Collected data
"""
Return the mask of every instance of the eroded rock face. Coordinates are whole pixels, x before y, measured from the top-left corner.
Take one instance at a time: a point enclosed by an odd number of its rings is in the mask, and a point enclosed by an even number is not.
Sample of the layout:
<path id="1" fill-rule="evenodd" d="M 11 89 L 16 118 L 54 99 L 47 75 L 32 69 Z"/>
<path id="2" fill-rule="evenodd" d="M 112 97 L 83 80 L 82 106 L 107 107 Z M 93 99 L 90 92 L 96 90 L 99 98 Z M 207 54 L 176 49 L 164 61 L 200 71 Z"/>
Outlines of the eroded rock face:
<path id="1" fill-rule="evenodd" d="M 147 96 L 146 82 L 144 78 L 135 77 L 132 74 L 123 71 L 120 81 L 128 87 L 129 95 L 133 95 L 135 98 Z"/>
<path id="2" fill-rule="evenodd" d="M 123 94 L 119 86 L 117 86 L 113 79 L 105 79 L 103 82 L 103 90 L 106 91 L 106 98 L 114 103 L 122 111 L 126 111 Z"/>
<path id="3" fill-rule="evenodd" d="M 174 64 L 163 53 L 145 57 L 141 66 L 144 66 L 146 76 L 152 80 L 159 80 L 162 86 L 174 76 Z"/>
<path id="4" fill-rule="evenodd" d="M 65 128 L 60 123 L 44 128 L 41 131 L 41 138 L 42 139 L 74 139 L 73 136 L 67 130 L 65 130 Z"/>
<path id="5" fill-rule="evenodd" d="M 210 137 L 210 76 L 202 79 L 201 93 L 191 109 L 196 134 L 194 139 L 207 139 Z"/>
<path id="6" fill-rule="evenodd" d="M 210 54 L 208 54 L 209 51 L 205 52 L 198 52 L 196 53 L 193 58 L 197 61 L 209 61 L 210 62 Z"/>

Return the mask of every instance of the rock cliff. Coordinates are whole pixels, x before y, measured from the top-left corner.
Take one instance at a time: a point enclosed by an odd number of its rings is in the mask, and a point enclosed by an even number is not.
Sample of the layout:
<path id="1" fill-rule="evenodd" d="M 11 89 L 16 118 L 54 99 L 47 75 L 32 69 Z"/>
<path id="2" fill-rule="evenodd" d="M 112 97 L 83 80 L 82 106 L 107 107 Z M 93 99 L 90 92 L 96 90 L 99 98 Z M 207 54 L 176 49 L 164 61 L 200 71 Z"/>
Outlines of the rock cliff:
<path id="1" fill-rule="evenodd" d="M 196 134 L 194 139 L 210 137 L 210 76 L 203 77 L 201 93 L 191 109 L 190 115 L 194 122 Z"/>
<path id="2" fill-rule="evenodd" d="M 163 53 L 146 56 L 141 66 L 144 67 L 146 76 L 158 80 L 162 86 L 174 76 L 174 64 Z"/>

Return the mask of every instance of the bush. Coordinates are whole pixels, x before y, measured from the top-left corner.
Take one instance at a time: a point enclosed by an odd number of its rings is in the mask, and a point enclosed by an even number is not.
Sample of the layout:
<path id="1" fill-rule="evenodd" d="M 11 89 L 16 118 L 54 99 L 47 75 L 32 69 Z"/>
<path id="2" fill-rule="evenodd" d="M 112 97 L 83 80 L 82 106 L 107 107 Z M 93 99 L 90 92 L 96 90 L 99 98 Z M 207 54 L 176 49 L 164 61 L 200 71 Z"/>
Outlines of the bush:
"""
→ Your instructions
Can you lay out the lines of the listing as a JSON list of strings, one string per line and no blank lines, starting with the line that contains "Return the mask of every instance of the rock" and going on through the line that contains "Outlines of the rock"?

→ Final result
[
  "Return the mask of every instance of the rock cliff. Coordinates are whole pixels, x before y, measured from the top-left corner.",
  "Take one instance at a time: a point enclosed by an odd number of its rings is in the mask, and a point enclosed by an even number is not.",
  "Sample of the layout:",
  "<path id=\"1\" fill-rule=\"evenodd\" d=\"M 11 89 L 16 118 L 54 99 L 47 75 L 32 69 Z\"/>",
  "<path id=\"2\" fill-rule=\"evenodd\" d=\"M 112 97 L 83 80 L 82 106 L 107 107 Z M 93 99 L 90 92 L 96 90 L 99 98 Z M 207 54 L 176 49 L 164 61 L 200 71 Z\"/>",
  "Outlines of the rock cliff:"
]